Exercise:
One line at a time, check the entries below for the word "clicks", and copy each line that has it.

Recorded data:
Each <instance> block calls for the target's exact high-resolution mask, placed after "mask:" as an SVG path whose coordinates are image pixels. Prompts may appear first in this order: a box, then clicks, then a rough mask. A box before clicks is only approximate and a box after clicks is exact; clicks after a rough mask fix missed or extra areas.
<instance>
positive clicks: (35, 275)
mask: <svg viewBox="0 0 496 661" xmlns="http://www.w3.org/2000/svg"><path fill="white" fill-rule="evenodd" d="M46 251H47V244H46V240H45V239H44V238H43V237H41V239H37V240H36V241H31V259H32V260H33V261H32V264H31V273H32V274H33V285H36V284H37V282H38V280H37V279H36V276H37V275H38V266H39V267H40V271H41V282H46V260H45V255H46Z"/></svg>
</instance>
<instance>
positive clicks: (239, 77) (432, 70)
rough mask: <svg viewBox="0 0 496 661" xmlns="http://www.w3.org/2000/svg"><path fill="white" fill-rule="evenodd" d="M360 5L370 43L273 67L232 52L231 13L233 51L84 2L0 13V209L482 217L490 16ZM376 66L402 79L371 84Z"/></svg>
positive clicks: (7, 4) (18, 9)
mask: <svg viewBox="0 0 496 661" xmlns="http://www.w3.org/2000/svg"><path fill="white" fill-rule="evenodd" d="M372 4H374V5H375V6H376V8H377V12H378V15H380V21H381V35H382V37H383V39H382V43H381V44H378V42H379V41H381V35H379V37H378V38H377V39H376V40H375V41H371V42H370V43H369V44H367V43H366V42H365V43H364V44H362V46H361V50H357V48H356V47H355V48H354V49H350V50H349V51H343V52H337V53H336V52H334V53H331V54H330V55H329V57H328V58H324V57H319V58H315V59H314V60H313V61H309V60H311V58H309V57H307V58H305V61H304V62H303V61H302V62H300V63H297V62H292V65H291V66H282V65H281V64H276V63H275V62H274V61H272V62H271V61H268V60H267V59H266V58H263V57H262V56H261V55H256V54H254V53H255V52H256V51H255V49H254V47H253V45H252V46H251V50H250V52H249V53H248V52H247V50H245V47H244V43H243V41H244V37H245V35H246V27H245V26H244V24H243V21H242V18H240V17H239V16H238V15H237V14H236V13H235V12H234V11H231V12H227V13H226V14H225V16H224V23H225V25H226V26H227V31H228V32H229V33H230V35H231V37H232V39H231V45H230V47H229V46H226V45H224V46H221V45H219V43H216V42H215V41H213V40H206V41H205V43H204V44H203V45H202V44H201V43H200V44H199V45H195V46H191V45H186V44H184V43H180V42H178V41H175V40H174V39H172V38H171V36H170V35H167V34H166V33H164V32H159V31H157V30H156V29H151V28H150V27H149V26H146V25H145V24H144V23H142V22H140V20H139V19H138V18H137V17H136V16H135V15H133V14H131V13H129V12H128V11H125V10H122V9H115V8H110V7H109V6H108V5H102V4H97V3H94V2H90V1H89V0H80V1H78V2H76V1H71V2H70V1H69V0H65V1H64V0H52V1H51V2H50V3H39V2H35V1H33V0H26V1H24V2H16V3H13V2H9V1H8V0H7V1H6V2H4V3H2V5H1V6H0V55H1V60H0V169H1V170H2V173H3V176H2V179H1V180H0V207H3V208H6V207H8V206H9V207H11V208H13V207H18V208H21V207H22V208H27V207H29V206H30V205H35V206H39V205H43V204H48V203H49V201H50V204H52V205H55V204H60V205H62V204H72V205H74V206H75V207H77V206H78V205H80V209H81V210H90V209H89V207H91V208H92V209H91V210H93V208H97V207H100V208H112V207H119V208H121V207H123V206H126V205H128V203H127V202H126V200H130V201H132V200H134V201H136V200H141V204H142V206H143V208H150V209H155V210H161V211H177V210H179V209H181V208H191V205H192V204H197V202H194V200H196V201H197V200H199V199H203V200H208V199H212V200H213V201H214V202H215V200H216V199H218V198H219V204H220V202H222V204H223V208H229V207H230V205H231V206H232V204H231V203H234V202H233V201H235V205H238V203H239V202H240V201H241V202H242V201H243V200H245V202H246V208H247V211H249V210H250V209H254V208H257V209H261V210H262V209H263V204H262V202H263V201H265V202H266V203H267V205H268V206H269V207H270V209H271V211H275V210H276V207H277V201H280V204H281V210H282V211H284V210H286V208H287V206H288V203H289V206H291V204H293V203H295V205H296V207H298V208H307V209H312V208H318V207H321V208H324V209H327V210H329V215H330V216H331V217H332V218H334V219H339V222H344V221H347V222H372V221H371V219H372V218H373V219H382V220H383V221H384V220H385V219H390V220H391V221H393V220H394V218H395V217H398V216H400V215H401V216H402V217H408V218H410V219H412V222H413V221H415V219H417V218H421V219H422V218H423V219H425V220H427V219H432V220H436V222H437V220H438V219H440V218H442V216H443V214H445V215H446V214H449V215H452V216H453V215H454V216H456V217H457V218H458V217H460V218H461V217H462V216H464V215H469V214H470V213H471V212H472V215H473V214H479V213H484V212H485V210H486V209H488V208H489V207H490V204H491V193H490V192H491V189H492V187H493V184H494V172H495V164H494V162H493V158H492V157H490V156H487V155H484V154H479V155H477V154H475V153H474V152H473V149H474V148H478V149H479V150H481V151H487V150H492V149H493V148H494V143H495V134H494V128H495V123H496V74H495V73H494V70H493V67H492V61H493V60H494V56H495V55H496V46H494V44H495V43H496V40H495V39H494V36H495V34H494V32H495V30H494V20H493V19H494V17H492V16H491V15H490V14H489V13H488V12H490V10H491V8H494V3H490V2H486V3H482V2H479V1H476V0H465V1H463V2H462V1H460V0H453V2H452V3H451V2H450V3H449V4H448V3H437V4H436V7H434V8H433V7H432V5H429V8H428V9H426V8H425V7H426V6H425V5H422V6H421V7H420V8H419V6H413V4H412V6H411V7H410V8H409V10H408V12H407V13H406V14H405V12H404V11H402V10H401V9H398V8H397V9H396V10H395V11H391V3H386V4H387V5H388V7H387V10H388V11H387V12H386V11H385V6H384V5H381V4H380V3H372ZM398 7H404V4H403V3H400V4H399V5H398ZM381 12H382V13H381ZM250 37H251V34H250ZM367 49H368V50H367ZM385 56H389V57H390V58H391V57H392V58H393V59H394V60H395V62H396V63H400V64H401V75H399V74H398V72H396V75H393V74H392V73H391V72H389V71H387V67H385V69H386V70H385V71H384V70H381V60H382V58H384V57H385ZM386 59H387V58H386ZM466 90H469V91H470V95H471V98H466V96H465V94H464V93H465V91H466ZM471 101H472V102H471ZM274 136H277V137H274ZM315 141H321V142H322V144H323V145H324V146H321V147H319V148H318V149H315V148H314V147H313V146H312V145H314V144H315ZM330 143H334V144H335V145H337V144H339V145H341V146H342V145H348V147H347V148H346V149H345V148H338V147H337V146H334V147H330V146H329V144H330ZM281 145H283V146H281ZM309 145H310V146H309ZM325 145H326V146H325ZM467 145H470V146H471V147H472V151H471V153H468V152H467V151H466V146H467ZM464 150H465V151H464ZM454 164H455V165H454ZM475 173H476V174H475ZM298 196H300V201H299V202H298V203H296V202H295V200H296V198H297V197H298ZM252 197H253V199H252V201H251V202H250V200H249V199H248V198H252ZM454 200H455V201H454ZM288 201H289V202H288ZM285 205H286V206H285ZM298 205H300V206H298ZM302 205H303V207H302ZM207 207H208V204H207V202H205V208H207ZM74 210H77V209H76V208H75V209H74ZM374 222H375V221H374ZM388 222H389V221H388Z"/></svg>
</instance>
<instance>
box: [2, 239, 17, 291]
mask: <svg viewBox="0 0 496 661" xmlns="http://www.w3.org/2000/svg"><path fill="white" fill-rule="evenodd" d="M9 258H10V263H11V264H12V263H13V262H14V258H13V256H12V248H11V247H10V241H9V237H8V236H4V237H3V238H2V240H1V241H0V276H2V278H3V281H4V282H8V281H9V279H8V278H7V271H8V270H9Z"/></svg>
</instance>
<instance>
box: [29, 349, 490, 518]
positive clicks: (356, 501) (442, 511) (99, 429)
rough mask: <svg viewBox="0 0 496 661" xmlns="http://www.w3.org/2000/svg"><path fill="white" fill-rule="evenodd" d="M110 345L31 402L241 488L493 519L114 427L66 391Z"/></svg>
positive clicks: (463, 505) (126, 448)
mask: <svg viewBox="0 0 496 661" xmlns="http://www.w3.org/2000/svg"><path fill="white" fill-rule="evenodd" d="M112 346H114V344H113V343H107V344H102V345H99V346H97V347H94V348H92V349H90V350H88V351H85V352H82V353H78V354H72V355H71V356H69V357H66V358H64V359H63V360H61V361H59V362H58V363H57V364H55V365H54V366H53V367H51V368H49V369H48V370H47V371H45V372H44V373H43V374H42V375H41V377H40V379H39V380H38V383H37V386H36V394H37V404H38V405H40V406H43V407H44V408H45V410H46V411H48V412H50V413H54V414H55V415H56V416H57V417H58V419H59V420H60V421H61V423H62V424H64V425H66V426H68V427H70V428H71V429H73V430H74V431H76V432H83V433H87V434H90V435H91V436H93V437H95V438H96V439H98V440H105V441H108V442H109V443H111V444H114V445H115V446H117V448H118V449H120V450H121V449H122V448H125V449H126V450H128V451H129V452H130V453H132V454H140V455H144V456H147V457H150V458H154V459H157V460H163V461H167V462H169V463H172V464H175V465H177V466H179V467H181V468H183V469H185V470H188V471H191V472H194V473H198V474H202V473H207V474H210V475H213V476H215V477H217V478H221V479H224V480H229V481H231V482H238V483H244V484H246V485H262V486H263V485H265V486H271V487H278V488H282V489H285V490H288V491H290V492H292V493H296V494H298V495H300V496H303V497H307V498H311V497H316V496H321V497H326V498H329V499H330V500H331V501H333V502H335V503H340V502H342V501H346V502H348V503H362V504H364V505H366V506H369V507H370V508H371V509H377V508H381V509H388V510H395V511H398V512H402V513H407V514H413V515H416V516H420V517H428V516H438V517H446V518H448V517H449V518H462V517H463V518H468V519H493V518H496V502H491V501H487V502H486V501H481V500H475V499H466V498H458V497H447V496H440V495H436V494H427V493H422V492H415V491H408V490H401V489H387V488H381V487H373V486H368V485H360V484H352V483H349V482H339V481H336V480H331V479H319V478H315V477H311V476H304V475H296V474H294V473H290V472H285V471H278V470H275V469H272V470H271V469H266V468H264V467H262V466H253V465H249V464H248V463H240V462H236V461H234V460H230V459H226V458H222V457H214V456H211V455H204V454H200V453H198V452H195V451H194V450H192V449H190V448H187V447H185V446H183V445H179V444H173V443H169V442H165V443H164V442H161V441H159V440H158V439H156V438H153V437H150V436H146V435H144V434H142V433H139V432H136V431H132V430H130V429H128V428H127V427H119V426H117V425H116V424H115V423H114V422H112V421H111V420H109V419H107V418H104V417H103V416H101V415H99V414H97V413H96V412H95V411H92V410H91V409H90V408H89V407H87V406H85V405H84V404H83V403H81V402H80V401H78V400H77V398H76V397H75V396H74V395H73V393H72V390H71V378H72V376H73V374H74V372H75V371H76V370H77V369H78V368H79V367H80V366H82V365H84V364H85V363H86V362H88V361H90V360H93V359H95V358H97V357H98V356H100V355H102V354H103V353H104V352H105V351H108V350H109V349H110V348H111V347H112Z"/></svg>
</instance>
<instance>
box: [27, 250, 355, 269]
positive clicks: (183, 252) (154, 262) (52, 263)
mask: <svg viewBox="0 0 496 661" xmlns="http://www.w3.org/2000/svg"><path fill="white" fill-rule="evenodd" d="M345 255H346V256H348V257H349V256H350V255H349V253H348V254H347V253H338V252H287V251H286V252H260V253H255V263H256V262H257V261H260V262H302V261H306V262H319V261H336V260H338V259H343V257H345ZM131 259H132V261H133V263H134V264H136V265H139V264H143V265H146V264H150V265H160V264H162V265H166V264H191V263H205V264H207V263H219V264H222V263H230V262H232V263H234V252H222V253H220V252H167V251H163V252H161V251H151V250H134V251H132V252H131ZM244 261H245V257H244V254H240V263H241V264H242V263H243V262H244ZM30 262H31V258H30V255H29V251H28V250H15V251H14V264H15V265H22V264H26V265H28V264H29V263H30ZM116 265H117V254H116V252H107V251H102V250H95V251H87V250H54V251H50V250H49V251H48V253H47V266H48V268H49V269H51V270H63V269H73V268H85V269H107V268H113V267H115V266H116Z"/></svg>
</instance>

Result of this task:
Each <instance> block calls for the target's exact high-resolution mask, placed after "mask:" as an SVG path whose coordinates are image pixels. Prompts may appear first in this order: a box, then clicks, then a rough mask. A box before clicks is only approximate and a box after clicks is exact; clicks after a rough mask fix missed or extra areas.
positive clicks: (35, 275)
positive clicks: (239, 77) (432, 70)
positive clicks: (7, 4) (18, 9)
positive clicks: (356, 501) (442, 511) (99, 429)
positive clicks: (463, 505) (126, 448)
positive clicks: (183, 252) (154, 262) (52, 263)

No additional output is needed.